## The exercise
Convert every line of the items below into a Markdown table with a No. column for the row number and an Entry column for the line, skipping any blank lines.
--------------------------------------------------
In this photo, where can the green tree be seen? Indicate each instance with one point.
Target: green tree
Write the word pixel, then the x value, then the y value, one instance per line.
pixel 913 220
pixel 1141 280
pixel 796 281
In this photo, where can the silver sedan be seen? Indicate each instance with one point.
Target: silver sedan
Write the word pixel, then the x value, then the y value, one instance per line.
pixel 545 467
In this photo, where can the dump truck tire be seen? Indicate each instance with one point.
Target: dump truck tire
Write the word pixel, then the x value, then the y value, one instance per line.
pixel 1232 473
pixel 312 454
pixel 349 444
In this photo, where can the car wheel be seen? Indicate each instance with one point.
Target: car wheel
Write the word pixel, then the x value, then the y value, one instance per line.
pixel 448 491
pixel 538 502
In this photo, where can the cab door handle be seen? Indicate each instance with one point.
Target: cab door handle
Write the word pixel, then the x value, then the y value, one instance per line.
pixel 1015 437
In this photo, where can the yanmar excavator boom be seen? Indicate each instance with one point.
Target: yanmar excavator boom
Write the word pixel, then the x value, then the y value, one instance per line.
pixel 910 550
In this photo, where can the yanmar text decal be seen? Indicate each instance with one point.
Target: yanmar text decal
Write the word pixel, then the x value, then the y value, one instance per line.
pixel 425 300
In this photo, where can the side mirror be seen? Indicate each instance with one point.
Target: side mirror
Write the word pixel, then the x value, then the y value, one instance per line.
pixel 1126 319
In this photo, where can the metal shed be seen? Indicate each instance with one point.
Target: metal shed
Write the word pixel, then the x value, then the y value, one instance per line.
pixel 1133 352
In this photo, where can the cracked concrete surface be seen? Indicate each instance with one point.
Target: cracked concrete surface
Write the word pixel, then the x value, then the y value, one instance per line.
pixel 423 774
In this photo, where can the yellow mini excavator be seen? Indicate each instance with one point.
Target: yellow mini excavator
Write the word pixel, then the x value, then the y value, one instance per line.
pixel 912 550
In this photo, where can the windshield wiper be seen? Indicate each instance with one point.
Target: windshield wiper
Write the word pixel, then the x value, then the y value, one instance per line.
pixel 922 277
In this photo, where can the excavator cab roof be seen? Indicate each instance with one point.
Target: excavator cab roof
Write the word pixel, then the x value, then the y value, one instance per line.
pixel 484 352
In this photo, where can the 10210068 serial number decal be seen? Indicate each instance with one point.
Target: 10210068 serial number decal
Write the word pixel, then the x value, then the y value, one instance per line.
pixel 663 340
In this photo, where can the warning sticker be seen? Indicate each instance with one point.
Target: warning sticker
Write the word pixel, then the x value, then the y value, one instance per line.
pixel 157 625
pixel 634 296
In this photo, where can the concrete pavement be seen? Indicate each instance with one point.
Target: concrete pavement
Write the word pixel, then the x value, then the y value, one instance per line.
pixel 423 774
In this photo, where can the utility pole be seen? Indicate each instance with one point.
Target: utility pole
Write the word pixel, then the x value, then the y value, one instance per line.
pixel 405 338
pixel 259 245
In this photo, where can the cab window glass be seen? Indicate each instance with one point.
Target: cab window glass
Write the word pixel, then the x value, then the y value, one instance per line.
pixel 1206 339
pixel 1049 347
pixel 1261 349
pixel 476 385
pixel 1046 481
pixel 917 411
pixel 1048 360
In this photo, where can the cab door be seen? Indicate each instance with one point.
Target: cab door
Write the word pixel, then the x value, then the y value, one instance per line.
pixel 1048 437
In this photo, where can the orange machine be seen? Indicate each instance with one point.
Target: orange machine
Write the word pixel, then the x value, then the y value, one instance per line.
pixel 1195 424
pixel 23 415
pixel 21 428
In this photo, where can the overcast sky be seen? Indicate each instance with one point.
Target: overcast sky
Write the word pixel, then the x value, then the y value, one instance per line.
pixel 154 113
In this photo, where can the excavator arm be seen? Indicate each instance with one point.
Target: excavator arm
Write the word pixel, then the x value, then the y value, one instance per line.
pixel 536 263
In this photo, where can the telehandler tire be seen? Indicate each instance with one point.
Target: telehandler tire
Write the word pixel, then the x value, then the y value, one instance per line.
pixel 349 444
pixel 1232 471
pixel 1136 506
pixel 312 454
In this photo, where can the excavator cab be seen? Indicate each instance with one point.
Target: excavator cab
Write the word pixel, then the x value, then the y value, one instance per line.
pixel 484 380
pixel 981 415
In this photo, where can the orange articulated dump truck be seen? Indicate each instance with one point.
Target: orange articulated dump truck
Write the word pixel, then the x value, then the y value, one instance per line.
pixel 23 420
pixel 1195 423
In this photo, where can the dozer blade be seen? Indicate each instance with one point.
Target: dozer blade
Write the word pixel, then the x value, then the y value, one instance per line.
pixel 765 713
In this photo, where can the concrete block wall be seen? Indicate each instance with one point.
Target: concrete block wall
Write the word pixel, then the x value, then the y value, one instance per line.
--------------------------------------------------
## Answer to the task
| No. | Entry |
|---|---|
| 1 | In this photo, where can the green tree be seen? Indicate each instance with one point. |
| 2 | Target: green tree |
| 3 | Write the word pixel, then the x value, then the y value, one instance per line. |
| 4 | pixel 913 220 |
| 5 | pixel 1141 280 |
| 6 | pixel 796 281 |
| 7 | In this photo, where can the silver sedan be seen? Indicate each instance with one point. |
| 8 | Target: silver sedan |
| 9 | Write the word pixel, then the x value, then the y value, one instance per line. |
| 10 | pixel 545 467 |
| 11 | In this photo, where can the dump truck tire be seen? Indicate each instance with one point. |
| 12 | Target: dump truck tire |
| 13 | Write the word pixel, then the x value, then the y value, one instance per line. |
| 14 | pixel 1232 473 |
| 15 | pixel 312 454 |
| 16 | pixel 349 444 |
| 17 | In this photo, where can the car wheel be seen? Indicate each instance with one point. |
| 18 | Target: car wheel |
| 19 | Write the word pixel, then the x value, then the y value, one instance per line. |
| 20 | pixel 448 491 |
| 21 | pixel 538 502 |
| 22 | In this photo, where can the cab door handle be seen? Indicate each instance with one point. |
| 23 | Target: cab door handle |
| 24 | Write the word pixel, then the x value, then the y value, one instance per line. |
| 25 | pixel 1015 437 |
| 26 | In this photo, where can the yanmar excavator boom be seen? Indicate each instance with one point. |
| 27 | Target: yanmar excavator boom |
| 28 | Write the word pixel, then the x value, then the y value, one instance per line. |
| 29 | pixel 910 550 |
| 30 | In this photo, where can the yanmar text decal be seen? Indicate each instance with one point. |
| 31 | Target: yanmar text decal |
| 32 | Write the word pixel, then the x value, then the y value, one instance per line. |
| 33 | pixel 425 300 |
| 34 | In this photo, where can the side mirror be seen? Indicate each instance with one point. |
| 35 | Target: side mirror |
| 36 | Write the word pixel, then the x value, then the y value, one instance per line. |
| 37 | pixel 1126 319 |
| 38 | In this photo, where can the metal shed be seen? Indicate each instance with one point. |
| 39 | Target: metal shed |
| 40 | Write the word pixel, then the x value, then the y value, one instance per line. |
| 41 | pixel 1133 352 |
| 42 | In this photo, where can the cracked concrete surface be seen? Indicate each instance with one point. |
| 43 | Target: cracked concrete surface |
| 44 | Write the word pixel, then the x value, then the y value, one instance per line. |
| 45 | pixel 423 774 |
| 46 | In this photo, where can the yellow mini excavator be seen? Indicate each instance with one point. |
| 47 | Target: yellow mini excavator |
| 48 | Write the word pixel, then the x value, then the y value, one instance per line. |
| 49 | pixel 912 550 |
| 50 | In this photo, where can the windshield wiper be seen? Indicate each instance with one point. |
| 51 | Target: windshield wiper |
| 52 | Write the word pixel, then the x value, then the y value, one instance per line. |
| 53 | pixel 922 277 |
| 54 | In this photo, where can the excavator cab roof be seen? Indicate each instance with one point. |
| 55 | Target: excavator cab roof |
| 56 | Write the word pixel, then the x value, then the y value, one instance per line. |
| 57 | pixel 484 352 |
| 58 | In this photo, where can the 10210068 serial number decal be seen? Indicate each instance with one point. |
| 59 | Target: 10210068 serial number decal |
| 60 | Write the word pixel, then the x value, then the y value, one instance per line. |
| 61 | pixel 663 340 |
| 62 | In this photo, where can the warning sticker be seen? Indicate each instance with one point. |
| 63 | Target: warning sticker |
| 64 | Write the word pixel, then the x value, then the y value, one instance per line. |
| 65 | pixel 157 625 |
| 66 | pixel 634 296 |
| 67 | In this photo, where can the concrete pavement be seen? Indicate each instance with one point. |
| 68 | Target: concrete pavement |
| 69 | Write the word pixel, then the x value, then the y value, one instance per line. |
| 70 | pixel 423 774 |
| 71 | In this photo, where can the utility pole be seen? Indicate each instance with one point. |
| 72 | Target: utility pole |
| 73 | Write the word pixel, then the x value, then the y value, one instance per line. |
| 74 | pixel 405 338 |
| 75 | pixel 259 245 |
| 76 | In this photo, where can the cab window glass be seen? Indicate each instance with one point. |
| 77 | Target: cab window glass |
| 78 | Write the word pixel, then the x value, then the y value, one instance per line. |
| 79 | pixel 1206 339 |
| 80 | pixel 1049 347 |
| 81 | pixel 1261 349 |
| 82 | pixel 476 385 |
| 83 | pixel 1046 481 |
| 84 | pixel 917 411 |
| 85 | pixel 1048 360 |
| 86 | In this photo, where can the cab door be seen? Indicate each instance with one point. |
| 87 | Target: cab door |
| 88 | Write the word pixel, then the x value, then the y value, one instance per line. |
| 89 | pixel 1048 437 |
| 90 | In this photo, where can the orange machine be seen? Indicate each instance with one point. |
| 91 | Target: orange machine |
| 92 | Write the word pixel, then the x value, then the y value, one instance per line. |
| 93 | pixel 1195 424 |
| 94 | pixel 23 415 |
| 95 | pixel 21 428 |
| 96 | In this photo, where can the overcast sky be seen? Indicate each instance with one point. |
| 97 | Target: overcast sky |
| 98 | Write the word pixel, then the x value, then the y value, one instance per line. |
| 99 | pixel 154 113 |
| 100 | In this photo, where can the excavator arm be seen? Indicate each instance with one point. |
| 101 | Target: excavator arm |
| 102 | Write the word pixel, then the x value, then the y value, one instance per line. |
| 103 | pixel 536 263 |
| 104 | In this photo, where can the telehandler tire be seen? Indicate each instance with one point. |
| 105 | Target: telehandler tire |
| 106 | Write the word pixel, then the x value, then the y value, one instance per line. |
| 107 | pixel 349 444 |
| 108 | pixel 1232 471 |
| 109 | pixel 1136 506 |
| 110 | pixel 312 454 |
| 111 | In this photo, where can the excavator cab be seen? Indicate each instance with one point. |
| 112 | Target: excavator cab |
| 113 | Write the word pixel, then the x value, then the y value, one instance per line. |
| 114 | pixel 484 380 |
| 115 | pixel 981 415 |
| 116 | In this photo, where can the orange articulated dump truck be seen? Indicate each instance with one point. |
| 117 | Target: orange articulated dump truck |
| 118 | Write the word pixel, then the x value, then the y value, one instance per line. |
| 119 | pixel 23 420 |
| 120 | pixel 1195 423 |
| 121 | In this photo, where can the dozer blade be seen? Indicate each instance with one point. |
| 122 | Target: dozer blade |
| 123 | Write the word pixel, then the x value, then the y value, one instance per line. |
| 124 | pixel 765 713 |
| 125 | In this photo, where can the concrete block wall be seen? Indicate each instance with one point. |
| 126 | Target: concrete block wall |
| 127 | Write the word pixel, then the x value, then the y value, one instance per line. |